(Stored data)
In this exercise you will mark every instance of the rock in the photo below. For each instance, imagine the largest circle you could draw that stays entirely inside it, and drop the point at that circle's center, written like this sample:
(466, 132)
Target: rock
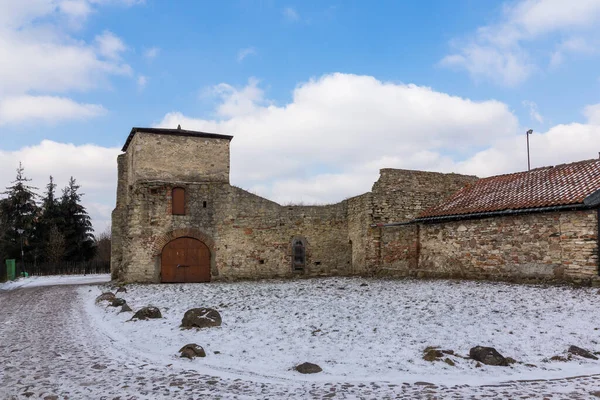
(192, 351)
(558, 358)
(432, 354)
(147, 312)
(578, 351)
(201, 318)
(107, 296)
(308, 368)
(488, 356)
(117, 302)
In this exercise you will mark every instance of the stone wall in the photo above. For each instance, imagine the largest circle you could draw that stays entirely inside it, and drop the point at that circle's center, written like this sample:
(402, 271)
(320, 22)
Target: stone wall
(400, 195)
(255, 237)
(559, 246)
(178, 158)
(360, 217)
(249, 236)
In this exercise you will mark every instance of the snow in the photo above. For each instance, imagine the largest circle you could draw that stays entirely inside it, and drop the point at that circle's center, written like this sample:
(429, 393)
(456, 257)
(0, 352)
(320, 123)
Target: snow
(360, 333)
(53, 280)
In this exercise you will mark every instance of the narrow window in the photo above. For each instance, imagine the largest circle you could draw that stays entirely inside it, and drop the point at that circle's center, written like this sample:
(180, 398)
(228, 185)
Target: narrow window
(298, 255)
(178, 201)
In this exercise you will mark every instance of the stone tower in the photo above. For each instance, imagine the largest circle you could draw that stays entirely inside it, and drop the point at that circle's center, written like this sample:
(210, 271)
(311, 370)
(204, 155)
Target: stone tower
(156, 167)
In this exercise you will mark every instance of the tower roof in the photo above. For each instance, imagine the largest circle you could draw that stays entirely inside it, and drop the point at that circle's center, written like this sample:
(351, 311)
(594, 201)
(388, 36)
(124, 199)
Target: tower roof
(173, 132)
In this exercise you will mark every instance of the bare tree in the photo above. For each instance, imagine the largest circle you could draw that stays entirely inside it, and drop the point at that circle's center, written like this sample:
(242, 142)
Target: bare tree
(55, 247)
(103, 245)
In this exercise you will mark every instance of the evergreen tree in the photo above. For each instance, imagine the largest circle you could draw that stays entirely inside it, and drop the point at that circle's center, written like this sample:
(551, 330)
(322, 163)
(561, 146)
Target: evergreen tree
(49, 223)
(18, 213)
(77, 226)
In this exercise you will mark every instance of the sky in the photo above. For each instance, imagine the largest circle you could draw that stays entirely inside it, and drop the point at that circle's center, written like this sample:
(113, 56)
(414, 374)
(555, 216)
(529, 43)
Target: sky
(319, 95)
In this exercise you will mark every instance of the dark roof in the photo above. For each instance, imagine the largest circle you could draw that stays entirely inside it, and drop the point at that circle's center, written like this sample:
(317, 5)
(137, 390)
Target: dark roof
(561, 185)
(174, 132)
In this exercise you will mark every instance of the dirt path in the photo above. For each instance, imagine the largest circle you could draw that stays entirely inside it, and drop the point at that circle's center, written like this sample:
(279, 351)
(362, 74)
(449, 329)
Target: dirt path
(49, 350)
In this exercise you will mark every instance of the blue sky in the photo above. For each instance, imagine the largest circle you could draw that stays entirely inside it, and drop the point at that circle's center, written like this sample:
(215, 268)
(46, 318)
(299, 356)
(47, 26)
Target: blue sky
(436, 85)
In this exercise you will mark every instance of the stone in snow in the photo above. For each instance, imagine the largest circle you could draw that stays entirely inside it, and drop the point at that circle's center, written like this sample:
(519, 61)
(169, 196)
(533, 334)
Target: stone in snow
(578, 351)
(488, 356)
(147, 312)
(308, 368)
(201, 318)
(117, 302)
(107, 296)
(191, 351)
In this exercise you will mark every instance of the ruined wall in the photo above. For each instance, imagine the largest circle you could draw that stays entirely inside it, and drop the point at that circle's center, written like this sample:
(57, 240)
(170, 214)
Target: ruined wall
(119, 218)
(399, 250)
(178, 158)
(546, 246)
(249, 236)
(255, 237)
(360, 217)
(400, 195)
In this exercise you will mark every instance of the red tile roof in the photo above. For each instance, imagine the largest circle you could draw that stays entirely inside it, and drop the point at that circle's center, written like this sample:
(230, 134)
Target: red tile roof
(563, 184)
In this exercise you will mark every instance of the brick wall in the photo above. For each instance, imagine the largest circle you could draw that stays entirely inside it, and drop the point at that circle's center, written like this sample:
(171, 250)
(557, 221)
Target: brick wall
(400, 195)
(559, 246)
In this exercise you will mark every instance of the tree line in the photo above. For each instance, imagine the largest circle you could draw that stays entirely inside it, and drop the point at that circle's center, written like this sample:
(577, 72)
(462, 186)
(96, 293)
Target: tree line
(50, 228)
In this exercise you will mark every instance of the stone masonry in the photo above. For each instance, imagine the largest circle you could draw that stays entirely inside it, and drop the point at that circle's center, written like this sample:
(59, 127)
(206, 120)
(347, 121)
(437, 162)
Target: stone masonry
(250, 237)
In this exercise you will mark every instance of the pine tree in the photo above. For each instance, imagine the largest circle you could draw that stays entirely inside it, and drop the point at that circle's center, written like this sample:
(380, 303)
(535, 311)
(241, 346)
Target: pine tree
(19, 213)
(50, 224)
(77, 225)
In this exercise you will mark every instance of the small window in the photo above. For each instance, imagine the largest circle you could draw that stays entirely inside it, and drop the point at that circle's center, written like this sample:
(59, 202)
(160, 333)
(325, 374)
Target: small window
(298, 255)
(178, 201)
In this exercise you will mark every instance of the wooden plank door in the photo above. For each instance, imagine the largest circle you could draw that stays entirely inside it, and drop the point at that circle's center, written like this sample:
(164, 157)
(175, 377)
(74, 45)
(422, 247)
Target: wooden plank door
(185, 260)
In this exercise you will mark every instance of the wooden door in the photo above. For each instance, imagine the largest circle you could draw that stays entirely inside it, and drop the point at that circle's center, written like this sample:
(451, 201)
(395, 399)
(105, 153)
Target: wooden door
(185, 260)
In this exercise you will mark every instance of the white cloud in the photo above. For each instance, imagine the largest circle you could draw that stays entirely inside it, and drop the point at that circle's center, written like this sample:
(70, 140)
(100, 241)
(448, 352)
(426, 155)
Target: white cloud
(592, 113)
(243, 53)
(504, 52)
(533, 111)
(142, 82)
(151, 53)
(345, 124)
(94, 168)
(331, 140)
(291, 14)
(110, 45)
(41, 59)
(25, 109)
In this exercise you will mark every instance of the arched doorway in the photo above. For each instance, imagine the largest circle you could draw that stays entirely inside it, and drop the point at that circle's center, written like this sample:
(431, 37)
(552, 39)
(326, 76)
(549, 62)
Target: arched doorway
(185, 260)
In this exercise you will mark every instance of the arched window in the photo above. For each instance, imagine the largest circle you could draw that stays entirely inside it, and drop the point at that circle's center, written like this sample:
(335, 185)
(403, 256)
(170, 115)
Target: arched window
(298, 255)
(178, 201)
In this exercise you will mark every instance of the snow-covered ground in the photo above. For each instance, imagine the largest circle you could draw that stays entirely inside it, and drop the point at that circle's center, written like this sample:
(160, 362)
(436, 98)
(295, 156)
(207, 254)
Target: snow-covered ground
(360, 330)
(53, 280)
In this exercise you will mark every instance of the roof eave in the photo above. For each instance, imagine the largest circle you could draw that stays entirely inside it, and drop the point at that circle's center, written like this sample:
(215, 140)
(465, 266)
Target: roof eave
(457, 217)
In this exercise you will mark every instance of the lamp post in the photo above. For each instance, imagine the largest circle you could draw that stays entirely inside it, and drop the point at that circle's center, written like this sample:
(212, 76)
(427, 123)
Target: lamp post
(20, 232)
(529, 132)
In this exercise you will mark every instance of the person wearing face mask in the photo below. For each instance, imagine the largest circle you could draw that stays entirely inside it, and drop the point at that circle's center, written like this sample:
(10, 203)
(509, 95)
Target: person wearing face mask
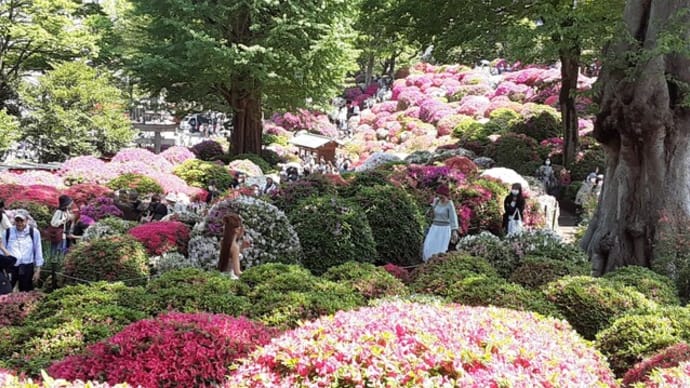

What the task asks ▸
Give every record again word for word, pictures excluded.

Written reply ▸
In this exercise you will mark every instance of the rock in the photo below. For each instance, imagine the largest circle you could draw that stays entirely inside it, and drop the point at that circle's center, written like this sample:
(466, 132)
Target: rock
(192, 351)
(558, 358)
(432, 354)
(147, 312)
(578, 351)
(201, 318)
(107, 296)
(308, 368)
(488, 356)
(117, 302)
In this exercise you will mark every instance of the stone wall in the photo above. For each instance, imagine the largest circle you could draw that stays entirely inside it, and drop the point at that circle's center, written like this sample:
(402, 271)
(320, 22)
Target: stone wall
(400, 195)
(255, 237)
(559, 246)
(178, 158)
(360, 217)
(249, 236)
In this exercise you will mark every instance of the snow in the photo above. For each instance, imagine the largest circle you could draw that stays entirely inside it, and drop the point at that circle's center, written like this sample:
(429, 393)
(456, 257)
(0, 352)
(320, 123)
Target: snow
(360, 333)
(53, 280)
In this exercise you will mark every instance of the narrow window in the photo above. For each instance, imagine the largest circle you could draw that stays entirely inside it, and drop the point at that circle's center, written like this sample:
(180, 398)
(228, 185)
Target: narrow window
(298, 255)
(178, 201)
In this exercise you will mark every instance of the stone tower in the photo above. For each instance, imagine the largest circle you could draw that stays entirely inside it, and drop the point at that circle's center, written like this sample:
(210, 271)
(311, 370)
(204, 155)
Target: stone tower
(156, 167)
In this exercise you will mark every instance of the tower roof in the photo above. For each instance, imagine the largest circle you could draw that stays entirely inside it, and drop the point at that circle's center, written like this sample:
(351, 311)
(594, 201)
(388, 36)
(124, 199)
Target: tower roof
(173, 132)
In this exercise you will mark every instance of the bare tree in the photo above. For each instance, imagine the largest circle you could draw that stays entirely inside it, and drop the point at that circle's center, written like this sample:
(242, 142)
Target: bare tree
(55, 247)
(103, 245)
In this exercise you will mark every instance of the evergreen tree in the photo above. For each instance, imagine the largest circle you could draw that stays entirely inside it, and drop the point at that circle's center, written like this sample:
(551, 330)
(322, 163)
(561, 146)
Target: evergreen tree
(49, 223)
(18, 213)
(77, 226)
In this exercise you will mark every instance of the sky in the photo above. For each instance, imagine the largest circle you could draw that stays entirely inside it, and drop the point at that circle's center, written like this sample:
(113, 56)
(414, 374)
(555, 216)
(529, 43)
Target: sky
(319, 95)
In this exercise you will mark every instance of the dark roof in the photo above. For each instance, imagine the largest circle you could draw that stays entirely inside it, and drop the point at that circle's center, written like this sample:
(317, 5)
(137, 390)
Target: dark roof
(561, 185)
(174, 132)
In this exercise you will mark every instance of the dirt path in the photo above. For each instance, imagine the largest circle you could draw that stays entirely inside it, and drop the point at that circle's center, written like this sample:
(279, 351)
(362, 74)
(449, 329)
Target: dirt path
(49, 350)
In this exercise you will mark every instance of the blue sky in the photo above. For each instance, imagine the largest circle you could draw that stays entirely inside it, and drop the point at that circle's center, written like this sample:
(215, 268)
(46, 318)
(299, 356)
(47, 26)
Target: blue sky
(436, 85)
In this exercise you will mark every instance of the stone in snow in the photo above. For each instance, imagine the largest circle you could draw that stays entirely inside it, and drop the point at that circle's center, written like this sample:
(519, 61)
(169, 196)
(533, 334)
Target: stone in snow
(578, 351)
(488, 356)
(147, 312)
(308, 368)
(201, 318)
(117, 302)
(107, 296)
(191, 351)
In this exercise you will mark every instance of the ruined wall in the photo above. For each instance, imagine the largest circle you could draw that stays entirely inside it, and drop the point at that circle's center, written like this sample:
(57, 240)
(170, 214)
Target: ruined wall
(119, 218)
(399, 250)
(178, 158)
(546, 246)
(249, 236)
(255, 237)
(360, 217)
(400, 195)
In this exercise you will mark every instance of the red tile roof in the photo above. For each instance, imagine the largest circle you could draw that stays entirely inside it, and drop the point at that circle's center, written like this sample:
(230, 134)
Target: red tile roof
(563, 184)
In this exercise you will mark every instance of the brick wall in the photo above. For each instance, imagine the largest circle you could draw that stays entirely inside it, and drop the point at that circle's center, written like this sample:
(171, 250)
(557, 221)
Target: brick wall
(400, 195)
(559, 246)
In this exercise you will mark every instance of the tree line in the photo above. For each instance, imagine the largest circle you could draw that stays entirely inside it, and drop the point at that circle's center, written like this sample:
(577, 72)
(462, 186)
(96, 293)
Target: tree line
(50, 228)
In this exercise you will mark every instance of the stone masonry in the photo above. For each instance, imagine the largest circle you could draw that stays entirely inside it, and drop the point at that circle's center, written like this sample:
(59, 127)
(206, 120)
(347, 121)
(437, 162)
Target: stone masonry
(250, 237)
In this exercise you will mark every instance of the pine tree in the photo above. For each instance, imagine the largest circle you could draw that stays entirely inside it, and drop the point at that circle's center, written like this sample:
(380, 303)
(535, 311)
(241, 346)
Target: pine tree
(19, 213)
(50, 224)
(77, 225)
In this exercise you will mark every instance of the small window in the photo above. For each instance, imagine the largest circle you could draw that stays entirely inside it, and drop the point at that circle's center, written like this sample:
(59, 202)
(160, 333)
(325, 374)
Target: small window
(298, 255)
(178, 201)
In this exercise you will mark every instance of the wooden plank door in the photo above. For each instance, imagine the largest circle you could draw that stays entirely inside it, and drop the point at that circle's center, written like this sample:
(164, 157)
(175, 377)
(74, 45)
(422, 247)
Target: wooden plank door
(185, 260)
In this exercise you will mark every instance of the wooden door in the photo above. For each instance, imagine the largest circle you could draw that stays entirely inside it, and drop the point at that circle's center, written like this sample:
(451, 201)
(395, 399)
(105, 153)
Target: wooden door
(185, 260)
In this exercise you will mark every instance of the white cloud in the photo above. For each instance, imagine the largest circle you could draw that stays entirely inside it, and drop the point at that circle's center, written like this sample:
(70, 140)
(100, 241)
(448, 352)
(426, 155)
Target: white cloud
(592, 113)
(243, 53)
(504, 52)
(533, 111)
(142, 82)
(151, 53)
(345, 124)
(94, 168)
(331, 140)
(291, 14)
(110, 45)
(41, 59)
(25, 109)
In this exercise you will mark every instance of the arched doorway in the photo above. For each instance, imagine the largest circle you could draw that stays entirely inside it, and drop the point at that circle's center, written like this sample:
(431, 37)
(552, 39)
(326, 76)
(549, 62)
Target: arched doorway
(185, 260)
In this exercise you will mark every instance of the arched window in the photo above. For each instance, imagine the largest circle you could draw that stays entirely inside it, and drop the point at that circle's center, written like this sample:
(335, 185)
(403, 256)
(170, 115)
Target: arched window
(298, 255)
(178, 201)
In this exercise you will mark every instance of the snow-covered ground in the photo above. For each instance, imagine the largest circle you could draw that stays entirely inside it, and drop the point at that circle's center, written like this sample:
(160, 362)
(436, 98)
(295, 156)
(207, 254)
Target: snow-covered ground
(360, 330)
(53, 280)
In this exercise you will mark every instance of the roof eave in the photo above. For each instance, imagine the largest circle you could draw that stays entirely inside it, and drop the point at that circle's center, written like this sample:
(215, 140)
(465, 266)
Target: roof eave
(457, 217)
In this exercise you will mark every instance of the lamp post in the photo above. For each instance, imagine the largest circle you could draw that stays entirely inside it, and drop the point at that circle's center, written like this sample:
(212, 76)
(427, 123)
Target: lamp post
(20, 232)
(529, 132)
In this exercise you will mark every instance of the person wearing face mask in the photo below. For each instance, imagine the largest circle you could draw that stays entirely inside it, and drop the point at that circle's center, written like this sample:
(10, 203)
(509, 95)
Target: person wearing face mask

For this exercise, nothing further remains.